Extracto seleccionado
Foto: Netflix, Vianney Le Caer/Invision/PRJosé Noé Mercado
“Los mexicanos siempre hemos tenido problemas
con los espejos. Y con los extranjeros, más”.
Gabriel Gutiérrez García
Emilia Pérez,
la más reciente propuesta cinematográfica del aclamado director francés Jacques
Audiard (1952), no es una película que invite a la indiferencia. Desde su
presentación en el Festival de Cannes en mayo de 2024, la cinta ha recibido una
notable atención, traducida en decenas de nominaciones y reconocimientos, que
ya incluyen cuatro Globos de Oro obtenidos el pasado 5 de enero.
No obstante, más allá de los galardones que
seguirá cosechando en esta temporada de premios, el filme ha generado un
intenso debate, marcado por una recepción dividida que oscila entre el
entusiasmo, la crítica y el franco denuesto. Este crudo contraste de opiniones
no solo se debe a la arriesgada propuesta narrativa de Audiard, sino también al
contexto mexicano donde se desarrolla la película, lo que ha desatado un
tsunami de comentarios antes de su estreno oficial en cines, programado para el 23 de enero.
La llegada de Emilia Pérez a salas
cinematográficas nacionales se ha convertido en un evento rodeado de polémica y
polarización, que se intensifican al considerar la temática central de la
película: la historia de un poderoso narcotraficante: Manitas del Monte, con el
deseo de cambiar de género, con el que su pasado delictivo evadiría la
persecución de la justicia oficial tanto como la de los cárteles rivales, por
supuesto; pero sobre todo con el que por fin sintonizaría una transformación
personal, íntima, un ansia que lo atormentó desde la infancia.
Esa transición física, que ahora con
recursos financieros ilimitados puede permitirse Manitas del Monte, también
habrá de trazar, tal vez involuntariamente, una resignificación moral que lo
confrontará con su pasado y habrá de llevarlo incluso por un camino parecido al
de la redención. En un país marcado por la violencia del narcotráfico, los
asesinatos y las desapariciones que laceran el tejido social día tras día, como
ocurre en México, la elección de esas vertientes argumentales por parte de
Audiard adquiere una dimensión particularmente sensible de la que, sin embargo,
no puede disociarse un tratamiento de subrayada estilización estética.
La primera y quizá más audaz decisión del
director de películas como Un profeta (2009), De óxido y hueso (2012)
o Los hermanos Sisters (2018) es la de abordar la compleja narrativa de Emilia
Pérez a través de un formato no solo musical, sino que podríamos denominar
una narcópera comique, un subgénero en el que, sin duda,
retroactivamente, cabría la Carmen (1875) de Georges Bizet.

Listado de datos
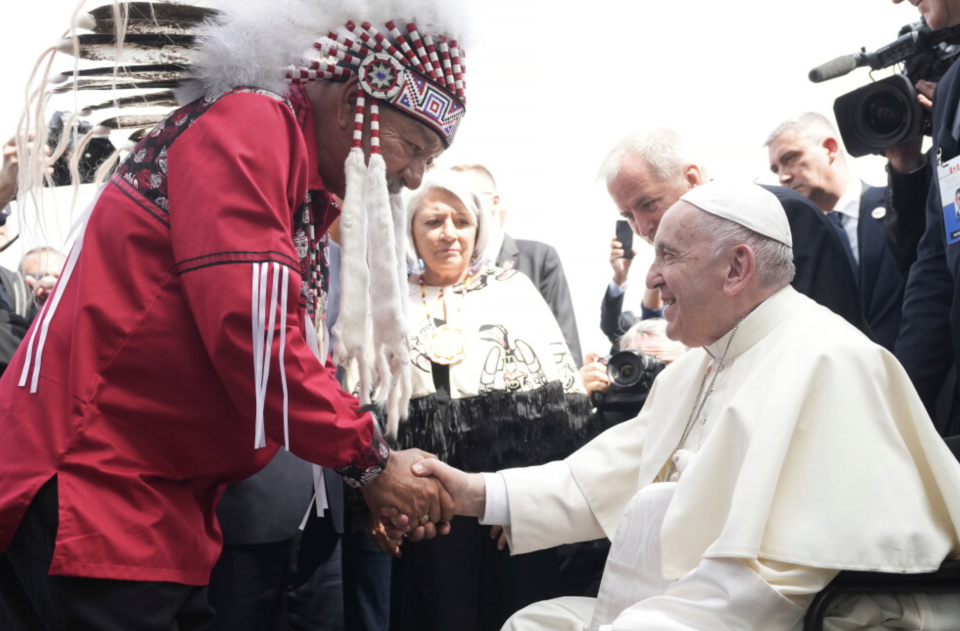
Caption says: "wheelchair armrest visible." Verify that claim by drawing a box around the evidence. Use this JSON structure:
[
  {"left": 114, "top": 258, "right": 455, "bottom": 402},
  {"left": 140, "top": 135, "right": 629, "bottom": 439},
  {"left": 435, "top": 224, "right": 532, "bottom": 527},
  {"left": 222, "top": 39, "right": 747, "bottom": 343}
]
[{"left": 803, "top": 559, "right": 960, "bottom": 631}]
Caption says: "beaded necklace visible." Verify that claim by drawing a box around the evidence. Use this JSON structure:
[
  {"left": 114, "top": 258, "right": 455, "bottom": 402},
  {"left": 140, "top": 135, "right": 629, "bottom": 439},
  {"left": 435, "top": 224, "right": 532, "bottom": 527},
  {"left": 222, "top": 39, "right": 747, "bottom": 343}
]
[{"left": 420, "top": 274, "right": 470, "bottom": 366}]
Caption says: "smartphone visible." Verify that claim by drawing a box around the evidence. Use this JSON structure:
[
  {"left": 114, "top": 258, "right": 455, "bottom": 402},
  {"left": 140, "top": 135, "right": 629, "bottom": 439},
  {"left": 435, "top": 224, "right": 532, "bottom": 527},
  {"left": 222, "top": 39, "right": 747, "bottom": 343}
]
[{"left": 617, "top": 219, "right": 633, "bottom": 259}]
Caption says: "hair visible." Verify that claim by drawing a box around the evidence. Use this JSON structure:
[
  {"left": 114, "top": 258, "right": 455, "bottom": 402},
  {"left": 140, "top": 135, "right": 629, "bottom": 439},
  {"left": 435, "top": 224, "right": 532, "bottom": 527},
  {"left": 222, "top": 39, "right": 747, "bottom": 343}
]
[
  {"left": 600, "top": 127, "right": 702, "bottom": 186},
  {"left": 450, "top": 164, "right": 497, "bottom": 191},
  {"left": 693, "top": 211, "right": 797, "bottom": 289},
  {"left": 617, "top": 318, "right": 667, "bottom": 351},
  {"left": 407, "top": 169, "right": 490, "bottom": 272},
  {"left": 17, "top": 245, "right": 64, "bottom": 274},
  {"left": 763, "top": 112, "right": 843, "bottom": 152}
]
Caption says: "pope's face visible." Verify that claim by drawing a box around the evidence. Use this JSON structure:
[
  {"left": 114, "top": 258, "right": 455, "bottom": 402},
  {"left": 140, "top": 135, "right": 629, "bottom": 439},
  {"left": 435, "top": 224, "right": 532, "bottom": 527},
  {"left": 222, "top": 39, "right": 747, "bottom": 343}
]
[
  {"left": 647, "top": 201, "right": 724, "bottom": 347},
  {"left": 380, "top": 105, "right": 444, "bottom": 193},
  {"left": 607, "top": 156, "right": 692, "bottom": 243},
  {"left": 893, "top": 0, "right": 960, "bottom": 31}
]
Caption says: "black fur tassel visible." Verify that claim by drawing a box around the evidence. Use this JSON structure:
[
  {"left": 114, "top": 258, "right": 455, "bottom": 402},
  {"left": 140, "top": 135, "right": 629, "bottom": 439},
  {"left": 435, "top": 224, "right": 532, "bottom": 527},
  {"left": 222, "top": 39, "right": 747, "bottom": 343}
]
[{"left": 397, "top": 381, "right": 590, "bottom": 472}]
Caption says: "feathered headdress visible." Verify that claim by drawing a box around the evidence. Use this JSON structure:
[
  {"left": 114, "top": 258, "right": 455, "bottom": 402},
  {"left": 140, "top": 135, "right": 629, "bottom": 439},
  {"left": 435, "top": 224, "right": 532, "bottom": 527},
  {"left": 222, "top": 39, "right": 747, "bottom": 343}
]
[{"left": 36, "top": 0, "right": 466, "bottom": 431}]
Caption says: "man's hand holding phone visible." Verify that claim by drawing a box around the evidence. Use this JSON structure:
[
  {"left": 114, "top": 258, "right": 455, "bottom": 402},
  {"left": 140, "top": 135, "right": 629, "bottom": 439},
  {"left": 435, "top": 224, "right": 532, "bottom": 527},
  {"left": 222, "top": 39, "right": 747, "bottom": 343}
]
[{"left": 610, "top": 219, "right": 636, "bottom": 285}]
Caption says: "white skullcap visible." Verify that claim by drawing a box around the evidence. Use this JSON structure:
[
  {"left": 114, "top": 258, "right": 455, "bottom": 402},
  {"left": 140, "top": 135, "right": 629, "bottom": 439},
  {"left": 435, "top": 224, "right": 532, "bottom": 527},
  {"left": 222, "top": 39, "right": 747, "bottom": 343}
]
[{"left": 680, "top": 180, "right": 793, "bottom": 247}]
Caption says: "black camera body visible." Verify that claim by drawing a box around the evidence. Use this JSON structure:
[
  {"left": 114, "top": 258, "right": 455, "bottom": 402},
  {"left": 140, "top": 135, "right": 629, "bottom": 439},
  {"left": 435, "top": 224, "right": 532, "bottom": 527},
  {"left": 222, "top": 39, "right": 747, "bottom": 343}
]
[
  {"left": 593, "top": 348, "right": 666, "bottom": 418},
  {"left": 810, "top": 21, "right": 960, "bottom": 157},
  {"left": 47, "top": 112, "right": 114, "bottom": 186}
]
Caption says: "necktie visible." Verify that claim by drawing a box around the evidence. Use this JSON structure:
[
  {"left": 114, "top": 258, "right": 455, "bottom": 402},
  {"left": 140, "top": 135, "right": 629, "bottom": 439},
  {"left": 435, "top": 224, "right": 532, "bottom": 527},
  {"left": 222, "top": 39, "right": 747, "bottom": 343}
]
[{"left": 827, "top": 211, "right": 860, "bottom": 281}]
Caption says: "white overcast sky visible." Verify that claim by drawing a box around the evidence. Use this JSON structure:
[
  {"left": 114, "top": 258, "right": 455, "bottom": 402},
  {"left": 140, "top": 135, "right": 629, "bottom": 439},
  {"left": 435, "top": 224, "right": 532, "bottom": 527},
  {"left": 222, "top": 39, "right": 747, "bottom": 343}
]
[{"left": 0, "top": 0, "right": 918, "bottom": 352}]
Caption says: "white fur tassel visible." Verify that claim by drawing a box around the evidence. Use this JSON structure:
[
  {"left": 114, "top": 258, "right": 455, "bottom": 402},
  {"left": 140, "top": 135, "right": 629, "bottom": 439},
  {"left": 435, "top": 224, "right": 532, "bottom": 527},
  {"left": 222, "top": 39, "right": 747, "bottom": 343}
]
[
  {"left": 387, "top": 195, "right": 413, "bottom": 436},
  {"left": 334, "top": 148, "right": 370, "bottom": 405}
]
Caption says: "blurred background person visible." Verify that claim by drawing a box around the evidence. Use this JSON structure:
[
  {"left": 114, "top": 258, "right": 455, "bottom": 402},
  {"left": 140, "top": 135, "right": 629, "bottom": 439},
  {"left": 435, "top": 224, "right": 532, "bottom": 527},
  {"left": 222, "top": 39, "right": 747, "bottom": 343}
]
[
  {"left": 348, "top": 171, "right": 589, "bottom": 631},
  {"left": 600, "top": 128, "right": 869, "bottom": 340},
  {"left": 452, "top": 164, "right": 583, "bottom": 367},
  {"left": 17, "top": 245, "right": 67, "bottom": 312},
  {"left": 764, "top": 112, "right": 929, "bottom": 351}
]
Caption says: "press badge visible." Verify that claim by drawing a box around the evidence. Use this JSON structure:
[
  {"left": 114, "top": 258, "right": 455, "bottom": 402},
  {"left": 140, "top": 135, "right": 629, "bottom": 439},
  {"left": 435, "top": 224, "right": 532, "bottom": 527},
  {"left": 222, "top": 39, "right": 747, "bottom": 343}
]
[{"left": 937, "top": 156, "right": 960, "bottom": 243}]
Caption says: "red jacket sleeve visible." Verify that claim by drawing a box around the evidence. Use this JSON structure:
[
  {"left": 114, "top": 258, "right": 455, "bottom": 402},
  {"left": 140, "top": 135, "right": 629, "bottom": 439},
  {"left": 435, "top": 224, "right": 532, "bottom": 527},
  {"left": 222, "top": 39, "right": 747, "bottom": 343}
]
[{"left": 167, "top": 93, "right": 387, "bottom": 484}]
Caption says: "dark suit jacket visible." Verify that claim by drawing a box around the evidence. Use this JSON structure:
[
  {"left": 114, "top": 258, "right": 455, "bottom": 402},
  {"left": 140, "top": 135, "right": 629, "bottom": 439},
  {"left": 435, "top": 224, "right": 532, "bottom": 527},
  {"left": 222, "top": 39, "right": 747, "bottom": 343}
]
[
  {"left": 497, "top": 234, "right": 583, "bottom": 368},
  {"left": 600, "top": 186, "right": 869, "bottom": 342},
  {"left": 896, "top": 56, "right": 960, "bottom": 436},
  {"left": 857, "top": 184, "right": 907, "bottom": 351},
  {"left": 0, "top": 267, "right": 30, "bottom": 374}
]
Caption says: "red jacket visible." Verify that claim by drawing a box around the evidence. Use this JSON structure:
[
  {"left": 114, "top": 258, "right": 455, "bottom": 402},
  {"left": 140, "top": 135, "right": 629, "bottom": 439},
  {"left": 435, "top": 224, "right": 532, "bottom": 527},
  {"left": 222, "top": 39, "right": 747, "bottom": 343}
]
[{"left": 0, "top": 89, "right": 387, "bottom": 585}]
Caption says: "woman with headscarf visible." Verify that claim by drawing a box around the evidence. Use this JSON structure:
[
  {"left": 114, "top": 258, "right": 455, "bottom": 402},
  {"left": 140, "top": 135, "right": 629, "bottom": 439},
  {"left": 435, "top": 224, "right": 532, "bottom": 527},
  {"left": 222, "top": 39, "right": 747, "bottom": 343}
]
[{"left": 348, "top": 171, "right": 590, "bottom": 631}]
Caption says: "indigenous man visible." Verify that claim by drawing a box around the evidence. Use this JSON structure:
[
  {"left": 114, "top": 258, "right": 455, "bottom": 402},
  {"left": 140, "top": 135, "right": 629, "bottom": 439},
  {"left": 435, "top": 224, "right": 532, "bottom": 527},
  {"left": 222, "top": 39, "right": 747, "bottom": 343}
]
[
  {"left": 414, "top": 182, "right": 960, "bottom": 631},
  {"left": 0, "top": 0, "right": 464, "bottom": 630}
]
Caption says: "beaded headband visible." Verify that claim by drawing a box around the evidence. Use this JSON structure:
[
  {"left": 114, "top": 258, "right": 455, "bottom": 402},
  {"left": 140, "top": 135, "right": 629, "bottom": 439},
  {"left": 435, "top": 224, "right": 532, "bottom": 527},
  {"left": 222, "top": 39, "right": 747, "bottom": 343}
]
[{"left": 287, "top": 20, "right": 467, "bottom": 147}]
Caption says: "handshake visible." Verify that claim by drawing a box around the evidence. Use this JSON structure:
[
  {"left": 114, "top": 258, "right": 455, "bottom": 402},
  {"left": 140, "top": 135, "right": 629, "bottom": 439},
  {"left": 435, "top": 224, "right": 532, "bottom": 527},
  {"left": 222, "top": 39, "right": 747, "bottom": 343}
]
[{"left": 363, "top": 449, "right": 486, "bottom": 541}]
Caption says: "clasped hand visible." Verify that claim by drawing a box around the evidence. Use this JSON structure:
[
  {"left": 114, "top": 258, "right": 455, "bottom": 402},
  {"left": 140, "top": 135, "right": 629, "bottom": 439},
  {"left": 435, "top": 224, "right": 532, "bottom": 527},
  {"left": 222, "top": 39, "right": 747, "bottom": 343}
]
[{"left": 363, "top": 449, "right": 486, "bottom": 541}]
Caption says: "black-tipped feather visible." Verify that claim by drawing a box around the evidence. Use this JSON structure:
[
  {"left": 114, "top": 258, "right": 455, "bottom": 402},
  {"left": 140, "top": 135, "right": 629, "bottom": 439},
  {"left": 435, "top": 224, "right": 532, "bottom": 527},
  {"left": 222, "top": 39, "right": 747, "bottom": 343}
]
[
  {"left": 90, "top": 2, "right": 218, "bottom": 34},
  {"left": 100, "top": 114, "right": 166, "bottom": 129},
  {"left": 53, "top": 75, "right": 183, "bottom": 94},
  {"left": 59, "top": 33, "right": 194, "bottom": 64},
  {"left": 84, "top": 90, "right": 177, "bottom": 112}
]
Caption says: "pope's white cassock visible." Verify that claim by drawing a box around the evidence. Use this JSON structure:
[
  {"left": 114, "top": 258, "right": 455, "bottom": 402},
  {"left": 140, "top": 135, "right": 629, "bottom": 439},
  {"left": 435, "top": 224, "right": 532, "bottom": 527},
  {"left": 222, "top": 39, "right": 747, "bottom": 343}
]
[{"left": 482, "top": 284, "right": 960, "bottom": 631}]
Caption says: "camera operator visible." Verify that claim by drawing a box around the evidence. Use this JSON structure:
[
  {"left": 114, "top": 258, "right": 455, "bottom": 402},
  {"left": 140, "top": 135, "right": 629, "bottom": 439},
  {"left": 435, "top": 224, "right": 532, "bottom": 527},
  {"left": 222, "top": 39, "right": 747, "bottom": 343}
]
[
  {"left": 580, "top": 318, "right": 687, "bottom": 430},
  {"left": 893, "top": 0, "right": 960, "bottom": 436}
]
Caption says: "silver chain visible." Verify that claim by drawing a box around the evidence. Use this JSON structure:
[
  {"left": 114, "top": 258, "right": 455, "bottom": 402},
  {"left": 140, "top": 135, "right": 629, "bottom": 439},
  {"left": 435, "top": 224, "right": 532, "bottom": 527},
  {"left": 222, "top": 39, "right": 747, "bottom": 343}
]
[{"left": 667, "top": 317, "right": 746, "bottom": 482}]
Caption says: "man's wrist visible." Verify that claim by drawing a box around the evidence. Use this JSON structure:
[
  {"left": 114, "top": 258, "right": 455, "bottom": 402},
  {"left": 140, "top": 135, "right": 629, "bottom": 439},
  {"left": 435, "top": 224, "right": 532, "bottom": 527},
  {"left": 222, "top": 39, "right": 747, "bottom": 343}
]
[{"left": 334, "top": 419, "right": 390, "bottom": 488}]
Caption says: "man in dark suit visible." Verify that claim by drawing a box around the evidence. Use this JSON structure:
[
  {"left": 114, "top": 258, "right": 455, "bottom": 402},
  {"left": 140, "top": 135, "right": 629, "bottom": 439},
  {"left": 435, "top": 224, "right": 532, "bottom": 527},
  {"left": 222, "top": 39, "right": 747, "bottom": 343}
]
[
  {"left": 453, "top": 164, "right": 583, "bottom": 368},
  {"left": 601, "top": 129, "right": 867, "bottom": 342},
  {"left": 894, "top": 0, "right": 960, "bottom": 436},
  {"left": 765, "top": 112, "right": 929, "bottom": 351}
]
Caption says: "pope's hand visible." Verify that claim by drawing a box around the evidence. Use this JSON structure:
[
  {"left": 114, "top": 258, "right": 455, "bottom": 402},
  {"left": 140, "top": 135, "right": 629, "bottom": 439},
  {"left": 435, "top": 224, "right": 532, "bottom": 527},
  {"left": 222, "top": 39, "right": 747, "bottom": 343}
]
[
  {"left": 413, "top": 458, "right": 487, "bottom": 517},
  {"left": 362, "top": 449, "right": 454, "bottom": 541}
]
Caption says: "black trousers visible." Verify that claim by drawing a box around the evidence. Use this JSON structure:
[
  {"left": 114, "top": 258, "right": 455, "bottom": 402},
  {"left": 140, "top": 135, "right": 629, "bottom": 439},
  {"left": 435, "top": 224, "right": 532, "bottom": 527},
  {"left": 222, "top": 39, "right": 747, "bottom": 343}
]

Objetivo
Copia sin cambios el pasaje del texto sobre la película Emilia Pérez que comienza en "La llegada de" y termina en "desde la infancia.", incluidas ambas partes.

Respuesta escrita
La llegada de Emilia Pérez a salas
cinematográficas nacionales se ha convertido en un evento rodeado de polémica y
polarización, que se intensifican al considerar la temática central de la
película: la historia de un poderoso narcotraficante: Manitas del Monte, con el
deseo de cambiar de género, con el que su pasado delictivo evadiría la
persecución de la justicia oficial tanto como la de los cárteles rivales, por
supuesto; pero sobre todo con el que por fin sintonizaría una transformación
personal, íntima, un ansia que lo atormentó desde la infancia.